WORK TO COMPLETE:
Turn the material below into a Markdown table with two columns, Row and Line. Give each line its own numbered row and leave out blank lines.

GIVEN DATA:
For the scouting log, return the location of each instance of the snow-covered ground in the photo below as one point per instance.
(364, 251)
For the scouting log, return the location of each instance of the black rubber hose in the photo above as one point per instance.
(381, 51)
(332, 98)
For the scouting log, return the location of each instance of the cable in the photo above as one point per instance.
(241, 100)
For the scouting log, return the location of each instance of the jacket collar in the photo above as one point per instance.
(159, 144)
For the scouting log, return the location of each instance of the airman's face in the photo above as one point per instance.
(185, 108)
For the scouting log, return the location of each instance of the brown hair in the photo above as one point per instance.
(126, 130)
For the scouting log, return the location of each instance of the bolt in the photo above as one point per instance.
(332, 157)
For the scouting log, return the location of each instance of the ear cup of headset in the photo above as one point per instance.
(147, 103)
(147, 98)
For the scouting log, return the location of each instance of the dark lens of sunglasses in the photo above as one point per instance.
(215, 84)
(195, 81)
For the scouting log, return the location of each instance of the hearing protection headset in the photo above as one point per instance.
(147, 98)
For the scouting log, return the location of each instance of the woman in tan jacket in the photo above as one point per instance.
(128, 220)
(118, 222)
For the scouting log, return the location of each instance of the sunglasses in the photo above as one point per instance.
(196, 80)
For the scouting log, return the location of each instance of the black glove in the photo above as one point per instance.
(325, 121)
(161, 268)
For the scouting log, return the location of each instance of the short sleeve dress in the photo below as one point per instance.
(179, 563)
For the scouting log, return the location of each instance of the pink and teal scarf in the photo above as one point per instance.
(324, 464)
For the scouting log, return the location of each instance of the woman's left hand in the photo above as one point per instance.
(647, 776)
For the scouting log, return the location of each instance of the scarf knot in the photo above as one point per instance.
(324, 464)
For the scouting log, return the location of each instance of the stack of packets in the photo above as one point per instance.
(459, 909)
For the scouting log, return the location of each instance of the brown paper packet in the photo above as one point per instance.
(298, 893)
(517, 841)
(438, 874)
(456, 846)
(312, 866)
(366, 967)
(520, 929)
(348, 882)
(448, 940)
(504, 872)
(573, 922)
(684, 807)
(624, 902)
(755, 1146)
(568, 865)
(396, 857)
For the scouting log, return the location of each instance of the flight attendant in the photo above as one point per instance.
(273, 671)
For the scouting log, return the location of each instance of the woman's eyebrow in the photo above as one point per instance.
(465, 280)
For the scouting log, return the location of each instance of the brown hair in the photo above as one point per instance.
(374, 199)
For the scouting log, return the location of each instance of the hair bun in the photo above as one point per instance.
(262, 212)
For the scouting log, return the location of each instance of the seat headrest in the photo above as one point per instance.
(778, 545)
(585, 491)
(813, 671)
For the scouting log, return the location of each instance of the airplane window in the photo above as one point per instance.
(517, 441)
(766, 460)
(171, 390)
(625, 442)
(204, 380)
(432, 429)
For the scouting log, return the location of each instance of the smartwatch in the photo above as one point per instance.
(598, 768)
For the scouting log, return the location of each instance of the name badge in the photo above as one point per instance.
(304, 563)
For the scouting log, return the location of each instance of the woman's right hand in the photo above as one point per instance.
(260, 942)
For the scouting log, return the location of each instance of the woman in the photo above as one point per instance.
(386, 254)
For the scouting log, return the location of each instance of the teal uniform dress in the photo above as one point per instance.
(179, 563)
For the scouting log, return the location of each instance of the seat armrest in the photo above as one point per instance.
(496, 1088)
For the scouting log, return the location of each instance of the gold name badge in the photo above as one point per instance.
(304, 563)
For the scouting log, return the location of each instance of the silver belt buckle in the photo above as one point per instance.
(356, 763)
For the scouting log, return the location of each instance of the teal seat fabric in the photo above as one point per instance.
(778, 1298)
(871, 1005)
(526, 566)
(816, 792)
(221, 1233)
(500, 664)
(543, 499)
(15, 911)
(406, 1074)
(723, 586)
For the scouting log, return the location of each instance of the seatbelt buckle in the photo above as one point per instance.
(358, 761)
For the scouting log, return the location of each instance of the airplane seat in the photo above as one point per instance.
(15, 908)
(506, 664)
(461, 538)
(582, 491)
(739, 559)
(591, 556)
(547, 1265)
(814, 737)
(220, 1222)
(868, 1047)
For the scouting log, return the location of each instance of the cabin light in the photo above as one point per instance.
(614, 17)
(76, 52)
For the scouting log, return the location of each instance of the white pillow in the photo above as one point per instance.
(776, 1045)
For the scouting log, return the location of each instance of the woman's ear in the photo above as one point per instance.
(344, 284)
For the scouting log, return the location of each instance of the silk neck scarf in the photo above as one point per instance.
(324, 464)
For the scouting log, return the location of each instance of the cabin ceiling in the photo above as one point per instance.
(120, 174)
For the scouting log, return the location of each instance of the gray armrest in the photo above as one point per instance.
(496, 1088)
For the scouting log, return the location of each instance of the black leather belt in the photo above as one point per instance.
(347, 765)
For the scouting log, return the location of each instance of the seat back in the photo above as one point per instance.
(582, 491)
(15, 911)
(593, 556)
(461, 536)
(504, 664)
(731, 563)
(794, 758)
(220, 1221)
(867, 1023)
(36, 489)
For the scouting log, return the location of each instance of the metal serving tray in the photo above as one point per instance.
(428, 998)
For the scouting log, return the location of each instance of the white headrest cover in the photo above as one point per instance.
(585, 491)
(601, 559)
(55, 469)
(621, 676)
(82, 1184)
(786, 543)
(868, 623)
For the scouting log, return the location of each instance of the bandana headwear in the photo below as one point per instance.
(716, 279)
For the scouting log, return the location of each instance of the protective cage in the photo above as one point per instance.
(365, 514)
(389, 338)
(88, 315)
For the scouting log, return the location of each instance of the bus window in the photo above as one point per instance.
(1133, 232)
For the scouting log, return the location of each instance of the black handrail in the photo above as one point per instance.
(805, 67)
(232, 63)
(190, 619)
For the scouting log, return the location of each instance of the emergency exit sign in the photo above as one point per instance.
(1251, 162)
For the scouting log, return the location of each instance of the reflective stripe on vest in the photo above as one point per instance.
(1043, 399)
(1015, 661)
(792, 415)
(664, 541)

SOLUTION TO THIS EXERCISE:
| Row | Line |
|---|---|
| 1 | For the scouting log, return the location of each instance of the snow-covered ground in the photo below as one point per instance. |
| 2 | (364, 251) |
| 3 | For the scouting log, return the location of each instance of the black rubber hose in the photo above as one point per instance. |
| 4 | (381, 51) |
| 5 | (332, 98) |
| 6 | For the scouting log, return the location of each instance of the cable in the photo above as one point per instance. |
| 7 | (241, 100) |
| 8 | For the scouting log, return the location of each instance of the jacket collar in the photo above as one point per instance. |
| 9 | (159, 144) |
| 10 | For the scouting log, return the location of each instance of the airman's face in the photo above as one point per instance. |
| 11 | (185, 108) |
| 12 | For the scouting log, return the location of each instance of the brown hair in the photo above as one point per instance. |
| 13 | (126, 130) |
| 14 | For the scouting log, return the location of each instance of the bolt in the photo above as one point per instance. |
| 15 | (332, 157) |
| 16 | For the scouting log, return the location of each instance of the ear cup of headset in the photo above as one point per instance. |
| 17 | (147, 103) |
| 18 | (147, 98) |
| 19 | For the scouting log, return the location of each instance of the dark lens of sunglasses in the photo above as one point per instance. |
| 20 | (215, 84) |
| 21 | (195, 81) |
| 22 | For the scouting log, return the location of each instance of the hearing protection headset in the photo above as one point per instance. |
| 23 | (147, 98) |
| 24 | For the scouting log, return the location of each instance of the woman in tan jacket in the photo above as one point per instance. |
| 25 | (128, 220) |
| 26 | (118, 222) |
| 27 | For the scouting log, return the location of each instance of the sunglasses in the photo above as one point per instance. |
| 28 | (196, 80) |
| 29 | For the scouting log, return the location of each instance of the black glove in the photo above as one point per instance. |
| 30 | (325, 121) |
| 31 | (161, 268) |
| 32 | For the scouting log, return the location of each instance of the short sleeve dress in the photo below as one point per instance. |
| 33 | (179, 563) |
| 34 | For the scouting log, return the location of each instance of the pink and teal scarf in the photo above as one point per instance. |
| 35 | (324, 464) |
| 36 | For the scouting log, return the location of each instance of the woman's left hand in the photo above as one point per instance. |
| 37 | (647, 776) |
| 38 | For the scouting log, return the location of each instance of the scarf knot in the photo above as one point per instance. |
| 39 | (324, 464) |
| 40 | For the scouting log, return the location of each instance of the stack of packets in the photo above as one point per instance. |
| 41 | (459, 909) |
| 42 | For the scouting log, return the location of each instance of the brown paper packet in the photo above as one point per instance. |
| 43 | (298, 893) |
| 44 | (517, 841) |
| 45 | (438, 874) |
| 46 | (456, 846) |
| 47 | (312, 866) |
| 48 | (366, 967) |
| 49 | (520, 929) |
| 50 | (348, 882) |
| 51 | (448, 940) |
| 52 | (504, 872) |
| 53 | (573, 922) |
| 54 | (684, 807) |
| 55 | (624, 902) |
| 56 | (755, 1146) |
| 57 | (568, 865) |
| 58 | (396, 857) |
| 59 | For the scouting log, return the location of each instance of the flight attendant in the photo above as one point per instance. |
| 60 | (273, 671) |
| 61 | For the scouting log, return the location of each instance of the woman's eyebrow in the photo above as one point per instance. |
| 62 | (465, 280) |
| 63 | For the scouting log, return the location of each instance of the brown hair in the photo above as one point per instance. |
| 64 | (374, 199) |
| 65 | For the scouting log, return the location of each instance of the hair bun in the photo above as one point per instance. |
| 66 | (262, 212) |
| 67 | For the scouting log, return the location of each instance of the seat headrest in the photo above as one point per instance. |
| 68 | (778, 545) |
| 69 | (585, 491) |
| 70 | (813, 671) |
| 71 | For the scouting log, return the location of each instance of the airplane window in the photo above as one point per instance. |
| 72 | (517, 441) |
| 73 | (766, 460) |
| 74 | (171, 390) |
| 75 | (625, 442) |
| 76 | (204, 380) |
| 77 | (432, 429) |
| 78 | For the scouting log, return the location of each instance of the smartwatch in the photo above as one point per instance. |
| 79 | (598, 768) |
| 80 | For the scouting log, return the location of each instance of the name badge in the photo above as one point per instance. |
| 81 | (304, 563) |
| 82 | For the scouting log, return the location of each instance of the woman's right hand in the photo above as one point per instance. |
| 83 | (260, 942) |
| 84 | For the scouting log, return the location of each instance of the woman in the photo above as one point per instance. |
| 85 | (386, 254) |
| 86 | For the scouting log, return the location of each instance of the teal uniform dress in the photo above as one point per instance. |
| 87 | (179, 563) |
| 88 | For the scouting log, return the location of each instance of the seat armrest in the photo above as one point per instance. |
| 89 | (496, 1088) |
| 90 | For the scouting log, return the location of each instance of the gold name badge in the photo above as one point per instance. |
| 91 | (304, 563) |
| 92 | For the scouting log, return the location of each instance of the silver belt buckle in the photo above as one point per instance. |
| 93 | (356, 763) |
| 94 | For the scouting log, return the location of each instance of the teal seat fabric in the photo above as one point per instance. |
| 95 | (778, 1298) |
| 96 | (871, 1005) |
| 97 | (526, 566) |
| 98 | (816, 792) |
| 99 | (221, 1233) |
| 100 | (500, 664) |
| 101 | (543, 499) |
| 102 | (15, 911) |
| 103 | (406, 1074) |
| 104 | (723, 586) |
| 105 | For the scouting log, return the location of each instance of the seatbelt buckle in the photo above as one point per instance. |
| 106 | (358, 761) |
| 107 | For the scouting log, return the location of each instance of the airplane seat in the photo above as one point per instance. |
| 108 | (15, 908) |
| 109 | (506, 664) |
| 110 | (461, 538) |
| 111 | (582, 491) |
| 112 | (739, 559) |
| 113 | (591, 556) |
| 114 | (547, 1265) |
| 115 | (814, 737) |
| 116 | (220, 1222) |
| 117 | (868, 1047) |
| 118 | For the scouting log, return the location of each instance of the cabin light in the photo above as one point per instance. |
| 119 | (614, 17) |
| 120 | (76, 52) |
| 121 | For the scouting log, return the location of each instance of the white pillow in the photo above as one point per instance. |
| 122 | (776, 1045) |
| 123 | For the scouting log, return the location of each instance of the woman's ear in the photo above as one point per instance. |
| 124 | (344, 284) |
| 125 | For the scouting log, return the location of each instance of the silk neck scarf in the photo above as one point per instance. |
| 126 | (324, 464) |
| 127 | For the scouting log, return the location of each instance of the cabin ceiling in the photo above as one point per instance. |
| 128 | (120, 174) |
| 129 | For the scouting log, return the location of each instance of the gray armrest in the photo above as one point per instance. |
| 130 | (496, 1088) |
| 131 | For the scouting log, return the location of each instance of the black leather belt in the photo above as one point per instance. |
| 132 | (347, 765) |
| 133 | For the scouting log, return the location of each instance of the seat back in the photo above as one point per instance. |
| 134 | (582, 491) |
| 135 | (15, 911) |
| 136 | (593, 556) |
| 137 | (461, 536) |
| 138 | (504, 664) |
| 139 | (731, 563) |
| 140 | (794, 758) |
| 141 | (220, 1221) |
| 142 | (867, 1023) |
| 143 | (36, 489) |
| 144 | For the scouting log, return the location of each instance of the metal serving tray in the photo above as one point per instance. |
| 145 | (428, 998) |
| 146 | For the scouting log, return the location of each instance of the white headrest cover in the photo above as one point per instance. |
| 147 | (585, 491) |
| 148 | (601, 559) |
| 149 | (55, 469) |
| 150 | (621, 676) |
| 151 | (82, 1184) |
| 152 | (786, 543) |
| 153 | (868, 623) |
| 154 | For the scouting log, return the location of each instance of the bandana headwear in the photo below as one point per instance. |
| 155 | (716, 279) |
| 156 | For the scouting log, return the location of each instance of the protective cage in the photo above as one point per instance. |
| 157 | (365, 514) |
| 158 | (389, 338) |
| 159 | (88, 315) |
| 160 | For the scouting log, return the location of each instance of the bus window in the photo above as one point per instance. |
| 161 | (1133, 232) |
| 162 | For the scouting log, return the location of each instance of the black handrail in the photo above as one point per instance. |
| 163 | (805, 67) |
| 164 | (232, 63) |
| 165 | (190, 619) |
| 166 | For the scouting log, return the location of each instance of the emergency exit sign in the photo above as one point per instance. |
| 167 | (1251, 162) |
| 168 | For the scouting log, return the location of each instance of the reflective stripe on vest in the photo above as one point per instance. |
| 169 | (1043, 399) |
| 170 | (1015, 661) |
| 171 | (792, 415) |
| 172 | (664, 541) |